**Extracted material**.
==========
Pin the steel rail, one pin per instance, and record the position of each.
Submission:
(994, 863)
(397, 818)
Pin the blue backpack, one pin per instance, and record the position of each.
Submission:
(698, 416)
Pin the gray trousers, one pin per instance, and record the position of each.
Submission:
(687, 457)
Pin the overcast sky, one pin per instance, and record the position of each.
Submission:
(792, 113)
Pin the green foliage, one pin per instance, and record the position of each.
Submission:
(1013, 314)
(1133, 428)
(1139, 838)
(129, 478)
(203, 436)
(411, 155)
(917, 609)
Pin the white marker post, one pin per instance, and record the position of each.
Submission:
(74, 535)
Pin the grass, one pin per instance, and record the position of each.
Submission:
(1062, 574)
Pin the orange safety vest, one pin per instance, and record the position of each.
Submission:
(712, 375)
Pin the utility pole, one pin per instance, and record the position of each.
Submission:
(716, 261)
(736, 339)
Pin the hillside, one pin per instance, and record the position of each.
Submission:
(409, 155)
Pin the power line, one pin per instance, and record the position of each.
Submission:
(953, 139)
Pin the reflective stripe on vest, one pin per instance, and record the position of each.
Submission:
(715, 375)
==========
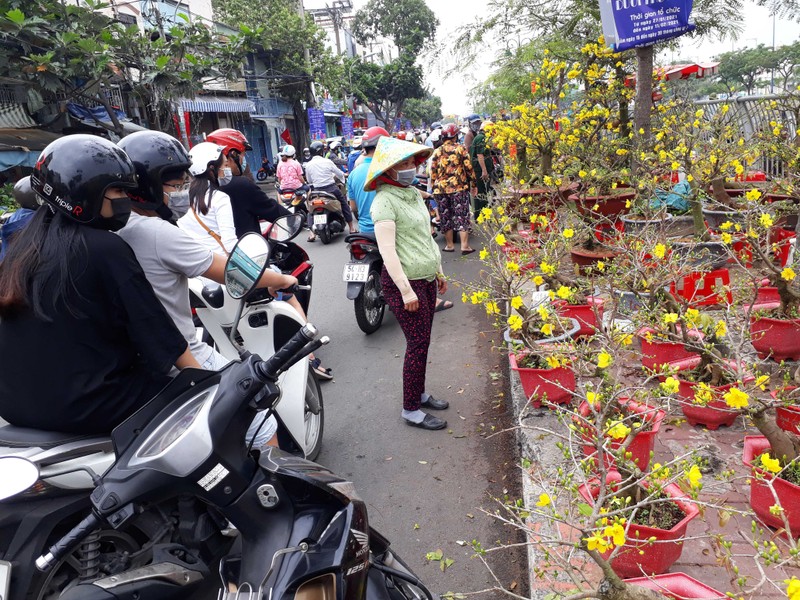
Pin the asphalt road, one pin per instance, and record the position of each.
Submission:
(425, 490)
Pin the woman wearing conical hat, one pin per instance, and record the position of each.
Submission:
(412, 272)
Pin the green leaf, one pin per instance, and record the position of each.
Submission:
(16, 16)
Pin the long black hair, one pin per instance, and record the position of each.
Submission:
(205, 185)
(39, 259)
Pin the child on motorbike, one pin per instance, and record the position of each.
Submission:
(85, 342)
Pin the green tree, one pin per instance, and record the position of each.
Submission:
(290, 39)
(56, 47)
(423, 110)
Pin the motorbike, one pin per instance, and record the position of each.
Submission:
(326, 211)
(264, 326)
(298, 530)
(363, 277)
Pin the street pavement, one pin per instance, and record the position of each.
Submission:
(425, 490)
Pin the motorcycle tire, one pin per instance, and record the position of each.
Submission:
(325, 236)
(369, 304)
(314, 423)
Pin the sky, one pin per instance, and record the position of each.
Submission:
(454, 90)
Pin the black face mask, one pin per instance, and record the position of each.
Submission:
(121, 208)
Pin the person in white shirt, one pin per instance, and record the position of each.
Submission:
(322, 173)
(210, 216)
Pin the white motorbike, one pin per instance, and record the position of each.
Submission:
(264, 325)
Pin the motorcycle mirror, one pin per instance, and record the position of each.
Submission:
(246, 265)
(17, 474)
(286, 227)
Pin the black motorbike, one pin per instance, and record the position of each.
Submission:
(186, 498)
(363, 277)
==========
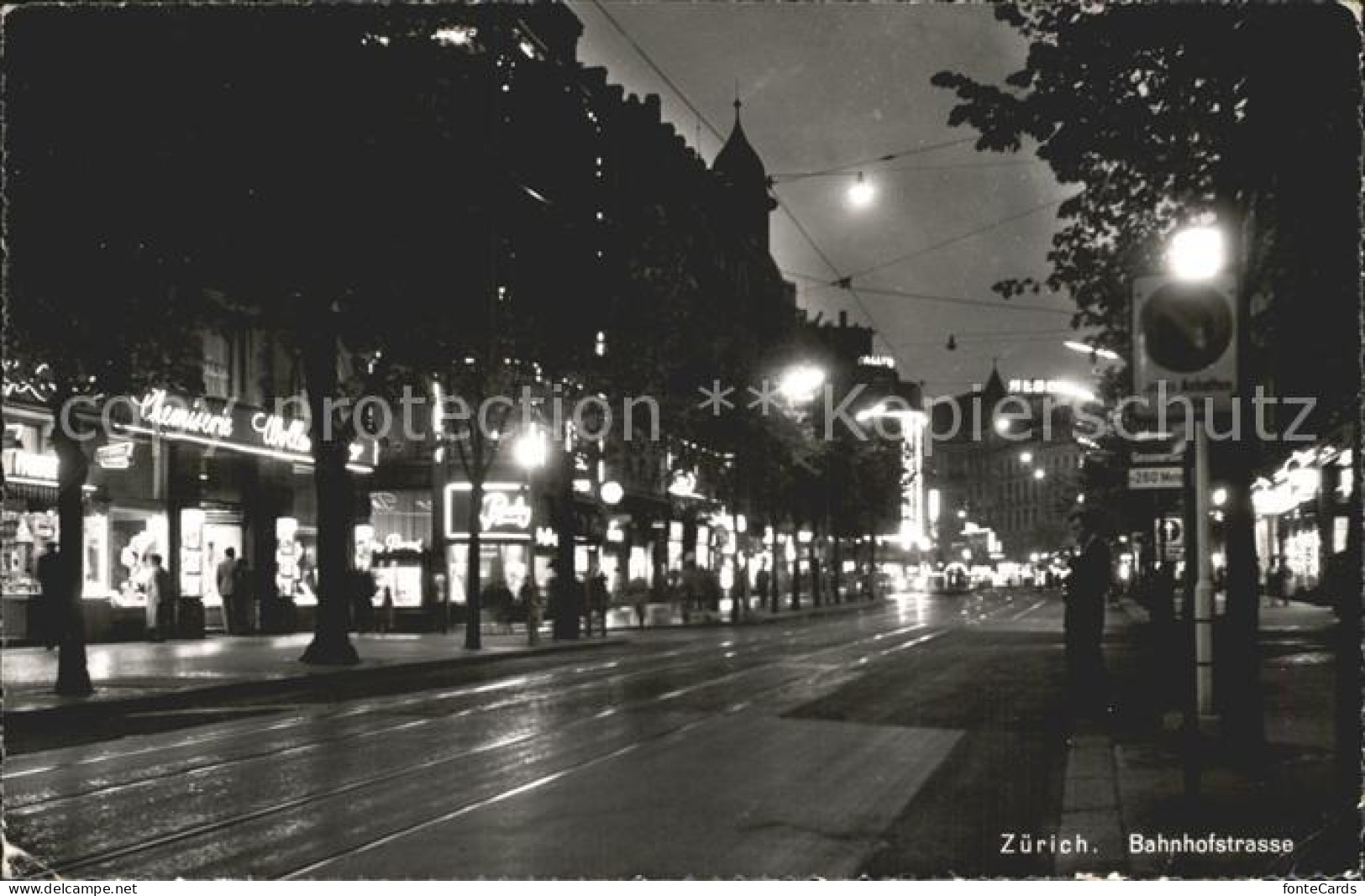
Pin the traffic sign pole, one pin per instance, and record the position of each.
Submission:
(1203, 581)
==========
**Directions for this task**. Gather every line in the rows above that contains the string "motorcycle", and copy each of those lines in full.

**Task answer**.
Pin the motorcycle tire, one pin per instance, and record the position of each.
Pin the motorcycle mirror, one pin per instance, and record the position of each.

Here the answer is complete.